**已存储的数据集条目**:
++++++++++
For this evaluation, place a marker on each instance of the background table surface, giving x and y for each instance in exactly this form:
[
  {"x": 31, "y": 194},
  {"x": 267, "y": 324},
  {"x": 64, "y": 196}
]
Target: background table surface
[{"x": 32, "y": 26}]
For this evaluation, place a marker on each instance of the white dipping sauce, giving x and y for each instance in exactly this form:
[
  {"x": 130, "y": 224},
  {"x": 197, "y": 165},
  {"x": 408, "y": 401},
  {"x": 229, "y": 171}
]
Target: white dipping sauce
++++++++++
**书面指令**: 请逐行重写上面的全部数据，包括其中的要求文字。只把答案里每个点的x和y坐标乘以2.15，并四舍五入为整数（0.5向上进位），答案以外的数字一律保持不变。

**书面回答**:
For this evaluation, place a marker on each instance of the background table surface, giving x and y for each instance in exactly this form:
[
  {"x": 31, "y": 194},
  {"x": 267, "y": 324},
  {"x": 64, "y": 196}
]
Target: background table surface
[{"x": 69, "y": 56}]
For this evaluation, place a marker on each instance of the white dipping sauce, giving x and y for each instance in exactly this form:
[
  {"x": 130, "y": 224},
  {"x": 197, "y": 165},
  {"x": 408, "y": 401},
  {"x": 229, "y": 171}
]
Target: white dipping sauce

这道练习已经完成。